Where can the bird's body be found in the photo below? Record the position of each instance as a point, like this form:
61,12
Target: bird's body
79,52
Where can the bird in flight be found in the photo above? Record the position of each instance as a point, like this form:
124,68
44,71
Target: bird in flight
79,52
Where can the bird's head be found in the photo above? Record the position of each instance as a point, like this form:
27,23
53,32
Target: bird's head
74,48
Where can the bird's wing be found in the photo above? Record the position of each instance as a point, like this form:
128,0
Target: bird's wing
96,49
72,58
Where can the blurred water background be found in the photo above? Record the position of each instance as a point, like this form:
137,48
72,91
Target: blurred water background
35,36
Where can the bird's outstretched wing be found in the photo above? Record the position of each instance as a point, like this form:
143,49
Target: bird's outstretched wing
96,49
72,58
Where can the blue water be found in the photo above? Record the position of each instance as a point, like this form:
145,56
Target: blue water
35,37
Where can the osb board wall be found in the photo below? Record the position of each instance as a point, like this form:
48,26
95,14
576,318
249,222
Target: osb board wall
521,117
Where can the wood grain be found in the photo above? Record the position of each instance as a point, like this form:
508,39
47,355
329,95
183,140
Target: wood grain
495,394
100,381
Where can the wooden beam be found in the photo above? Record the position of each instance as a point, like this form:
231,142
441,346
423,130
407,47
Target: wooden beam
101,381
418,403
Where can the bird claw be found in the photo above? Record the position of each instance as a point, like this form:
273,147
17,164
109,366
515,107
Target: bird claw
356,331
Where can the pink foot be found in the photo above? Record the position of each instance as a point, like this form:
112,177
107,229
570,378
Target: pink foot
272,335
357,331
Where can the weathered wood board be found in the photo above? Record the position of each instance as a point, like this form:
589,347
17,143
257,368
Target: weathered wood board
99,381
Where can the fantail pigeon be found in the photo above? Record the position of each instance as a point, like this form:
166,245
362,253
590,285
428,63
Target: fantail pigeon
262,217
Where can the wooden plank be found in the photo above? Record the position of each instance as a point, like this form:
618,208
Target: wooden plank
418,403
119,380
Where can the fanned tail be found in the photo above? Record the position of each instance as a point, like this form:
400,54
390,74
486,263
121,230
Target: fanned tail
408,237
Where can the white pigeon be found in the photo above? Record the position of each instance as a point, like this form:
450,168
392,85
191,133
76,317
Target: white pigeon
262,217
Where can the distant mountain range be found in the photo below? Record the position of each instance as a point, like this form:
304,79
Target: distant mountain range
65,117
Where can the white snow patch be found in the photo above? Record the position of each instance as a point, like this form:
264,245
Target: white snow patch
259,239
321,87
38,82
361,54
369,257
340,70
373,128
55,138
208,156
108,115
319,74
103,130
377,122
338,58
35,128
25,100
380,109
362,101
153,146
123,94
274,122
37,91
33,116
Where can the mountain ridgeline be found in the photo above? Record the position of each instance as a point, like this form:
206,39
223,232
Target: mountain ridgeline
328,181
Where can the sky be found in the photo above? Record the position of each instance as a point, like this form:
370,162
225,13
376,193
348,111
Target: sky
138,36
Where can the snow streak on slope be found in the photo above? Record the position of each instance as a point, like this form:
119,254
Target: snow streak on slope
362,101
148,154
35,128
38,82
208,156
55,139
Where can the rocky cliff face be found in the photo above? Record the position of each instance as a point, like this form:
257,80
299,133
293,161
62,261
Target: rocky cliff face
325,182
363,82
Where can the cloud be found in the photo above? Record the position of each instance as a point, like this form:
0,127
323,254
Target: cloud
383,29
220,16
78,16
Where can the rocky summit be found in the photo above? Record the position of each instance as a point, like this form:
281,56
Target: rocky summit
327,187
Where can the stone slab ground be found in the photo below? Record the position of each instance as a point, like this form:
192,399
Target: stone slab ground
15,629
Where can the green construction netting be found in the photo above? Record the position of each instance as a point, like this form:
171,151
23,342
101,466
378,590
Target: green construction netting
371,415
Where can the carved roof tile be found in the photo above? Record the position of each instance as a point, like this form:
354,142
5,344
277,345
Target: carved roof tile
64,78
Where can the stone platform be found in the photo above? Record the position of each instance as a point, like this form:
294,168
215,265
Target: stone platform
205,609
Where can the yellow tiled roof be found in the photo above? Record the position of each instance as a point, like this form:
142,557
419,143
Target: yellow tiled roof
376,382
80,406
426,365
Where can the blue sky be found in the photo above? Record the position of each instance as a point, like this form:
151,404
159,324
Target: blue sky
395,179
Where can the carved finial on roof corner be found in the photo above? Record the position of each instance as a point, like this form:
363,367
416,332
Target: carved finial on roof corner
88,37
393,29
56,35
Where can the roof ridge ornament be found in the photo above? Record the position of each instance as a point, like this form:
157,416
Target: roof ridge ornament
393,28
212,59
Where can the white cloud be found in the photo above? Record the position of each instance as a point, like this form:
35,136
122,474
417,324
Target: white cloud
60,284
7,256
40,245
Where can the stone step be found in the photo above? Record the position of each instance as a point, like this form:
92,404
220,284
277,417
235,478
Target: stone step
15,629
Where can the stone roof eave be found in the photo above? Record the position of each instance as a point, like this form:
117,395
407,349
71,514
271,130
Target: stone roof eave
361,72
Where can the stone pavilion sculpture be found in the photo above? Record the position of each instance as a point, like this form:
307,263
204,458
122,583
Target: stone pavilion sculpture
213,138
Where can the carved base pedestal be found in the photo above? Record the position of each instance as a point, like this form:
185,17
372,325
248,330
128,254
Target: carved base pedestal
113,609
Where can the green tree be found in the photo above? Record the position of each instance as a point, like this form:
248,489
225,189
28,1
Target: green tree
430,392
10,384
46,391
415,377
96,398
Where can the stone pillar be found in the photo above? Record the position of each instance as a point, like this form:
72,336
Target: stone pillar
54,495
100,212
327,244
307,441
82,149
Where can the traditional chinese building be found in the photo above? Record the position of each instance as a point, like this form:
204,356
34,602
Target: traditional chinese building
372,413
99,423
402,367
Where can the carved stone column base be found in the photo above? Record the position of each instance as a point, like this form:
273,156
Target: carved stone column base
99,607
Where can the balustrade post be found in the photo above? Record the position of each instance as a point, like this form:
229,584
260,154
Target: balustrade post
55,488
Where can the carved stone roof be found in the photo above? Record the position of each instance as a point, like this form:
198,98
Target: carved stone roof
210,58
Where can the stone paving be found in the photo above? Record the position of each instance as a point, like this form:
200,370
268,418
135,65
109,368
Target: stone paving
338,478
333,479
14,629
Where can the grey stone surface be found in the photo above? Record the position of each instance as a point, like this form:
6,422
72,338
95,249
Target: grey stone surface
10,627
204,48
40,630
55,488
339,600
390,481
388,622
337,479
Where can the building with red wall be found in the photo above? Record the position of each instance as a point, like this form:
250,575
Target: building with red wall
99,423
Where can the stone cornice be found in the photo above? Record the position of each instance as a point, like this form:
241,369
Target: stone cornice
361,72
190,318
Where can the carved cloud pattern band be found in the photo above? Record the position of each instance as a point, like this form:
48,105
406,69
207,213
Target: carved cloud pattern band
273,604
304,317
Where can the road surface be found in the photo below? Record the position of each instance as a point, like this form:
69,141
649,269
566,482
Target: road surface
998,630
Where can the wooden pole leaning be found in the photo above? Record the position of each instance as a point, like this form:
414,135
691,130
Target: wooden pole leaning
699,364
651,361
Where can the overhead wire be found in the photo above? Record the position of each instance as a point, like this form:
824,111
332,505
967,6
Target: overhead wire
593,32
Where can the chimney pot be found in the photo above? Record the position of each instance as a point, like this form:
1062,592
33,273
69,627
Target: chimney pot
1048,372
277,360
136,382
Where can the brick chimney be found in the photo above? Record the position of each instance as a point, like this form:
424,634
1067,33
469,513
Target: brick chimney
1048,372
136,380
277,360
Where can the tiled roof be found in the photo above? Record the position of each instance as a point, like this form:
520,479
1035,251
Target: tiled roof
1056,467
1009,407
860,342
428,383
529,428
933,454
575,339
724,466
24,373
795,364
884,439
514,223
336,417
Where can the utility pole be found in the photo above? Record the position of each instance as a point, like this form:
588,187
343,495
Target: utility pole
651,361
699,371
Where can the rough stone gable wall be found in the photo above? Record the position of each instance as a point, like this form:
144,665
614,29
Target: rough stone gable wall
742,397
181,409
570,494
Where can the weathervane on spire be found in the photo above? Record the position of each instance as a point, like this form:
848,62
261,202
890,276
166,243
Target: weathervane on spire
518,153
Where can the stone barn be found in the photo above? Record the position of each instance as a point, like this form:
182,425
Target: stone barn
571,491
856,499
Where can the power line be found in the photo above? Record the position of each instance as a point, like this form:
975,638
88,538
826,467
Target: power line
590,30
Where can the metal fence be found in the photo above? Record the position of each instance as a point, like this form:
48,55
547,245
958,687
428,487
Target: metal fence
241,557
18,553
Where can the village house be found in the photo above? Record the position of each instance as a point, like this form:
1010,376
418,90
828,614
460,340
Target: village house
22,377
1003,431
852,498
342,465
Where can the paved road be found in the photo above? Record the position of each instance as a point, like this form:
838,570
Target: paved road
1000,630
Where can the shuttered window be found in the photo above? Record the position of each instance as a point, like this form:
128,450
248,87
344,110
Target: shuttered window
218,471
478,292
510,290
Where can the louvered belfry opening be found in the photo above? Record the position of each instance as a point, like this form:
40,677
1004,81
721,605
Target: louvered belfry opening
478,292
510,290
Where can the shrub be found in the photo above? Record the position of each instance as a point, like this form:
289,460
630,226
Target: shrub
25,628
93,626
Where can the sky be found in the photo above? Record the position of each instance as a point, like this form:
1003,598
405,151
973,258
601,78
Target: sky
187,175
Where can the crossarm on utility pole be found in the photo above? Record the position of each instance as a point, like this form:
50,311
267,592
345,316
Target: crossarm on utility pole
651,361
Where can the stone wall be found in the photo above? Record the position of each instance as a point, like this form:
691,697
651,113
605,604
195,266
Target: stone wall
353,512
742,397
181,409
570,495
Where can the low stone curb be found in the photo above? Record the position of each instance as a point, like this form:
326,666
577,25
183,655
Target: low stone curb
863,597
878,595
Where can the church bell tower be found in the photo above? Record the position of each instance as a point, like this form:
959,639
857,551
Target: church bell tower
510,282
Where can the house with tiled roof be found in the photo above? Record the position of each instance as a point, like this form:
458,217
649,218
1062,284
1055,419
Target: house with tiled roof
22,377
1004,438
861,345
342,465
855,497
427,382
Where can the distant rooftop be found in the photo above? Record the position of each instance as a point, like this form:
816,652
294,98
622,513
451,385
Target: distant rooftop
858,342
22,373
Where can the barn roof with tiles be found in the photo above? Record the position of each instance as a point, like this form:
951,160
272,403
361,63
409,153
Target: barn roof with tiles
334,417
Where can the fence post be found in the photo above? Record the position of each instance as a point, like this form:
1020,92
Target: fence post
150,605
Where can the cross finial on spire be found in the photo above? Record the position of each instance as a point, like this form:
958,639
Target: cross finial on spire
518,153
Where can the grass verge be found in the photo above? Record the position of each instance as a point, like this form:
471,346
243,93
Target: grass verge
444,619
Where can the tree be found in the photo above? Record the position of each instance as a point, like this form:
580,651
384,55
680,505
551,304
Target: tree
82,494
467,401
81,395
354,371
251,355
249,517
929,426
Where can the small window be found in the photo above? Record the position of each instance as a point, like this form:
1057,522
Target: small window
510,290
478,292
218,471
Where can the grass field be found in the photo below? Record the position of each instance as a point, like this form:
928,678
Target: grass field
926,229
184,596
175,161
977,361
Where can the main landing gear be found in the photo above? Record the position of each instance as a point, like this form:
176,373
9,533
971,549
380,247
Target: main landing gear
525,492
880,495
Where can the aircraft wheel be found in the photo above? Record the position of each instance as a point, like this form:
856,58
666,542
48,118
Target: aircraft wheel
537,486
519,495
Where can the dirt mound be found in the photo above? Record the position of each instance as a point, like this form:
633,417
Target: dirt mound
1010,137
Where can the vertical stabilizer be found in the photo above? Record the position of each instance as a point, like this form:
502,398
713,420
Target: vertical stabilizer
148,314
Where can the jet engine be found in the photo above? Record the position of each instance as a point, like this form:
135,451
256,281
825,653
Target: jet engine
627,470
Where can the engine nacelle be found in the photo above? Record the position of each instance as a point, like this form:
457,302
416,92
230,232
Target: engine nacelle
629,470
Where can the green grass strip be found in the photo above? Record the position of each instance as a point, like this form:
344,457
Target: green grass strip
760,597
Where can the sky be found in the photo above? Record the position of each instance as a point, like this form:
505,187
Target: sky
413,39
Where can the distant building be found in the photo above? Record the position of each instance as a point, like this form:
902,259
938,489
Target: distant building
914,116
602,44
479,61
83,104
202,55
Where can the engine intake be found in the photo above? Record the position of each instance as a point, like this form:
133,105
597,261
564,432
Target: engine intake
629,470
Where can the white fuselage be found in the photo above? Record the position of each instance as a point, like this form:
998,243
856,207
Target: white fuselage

> [The exercise] Rewrite the records from the line with "Where can the green grass" through the end of the records, putting "air intake" wherever "engine intake" appears and changing nothing else.

> [Full response]
Where can the green grass strip be found in the photo above? Record the position of each instance as a point, like this form:
344,457
Target: green grass strip
760,597
Where can the sky be found in the photo above? Record the position of each instance as a point, like this form:
505,187
Target: sky
413,39
Where can the distant building be found in the photo above? Record the position of each instance as a point, like this form:
902,259
938,489
Target: distant building
914,116
602,44
479,61
83,104
202,55
Where can the air intake be found in the photo above? Record the position of each instance as a point, like this form:
133,105
597,261
564,432
Target: air intake
629,470
Where can the white fuselage be found in the photo above? Record the position of each instance as a point, like this form:
998,243
856,207
Target: white fuselage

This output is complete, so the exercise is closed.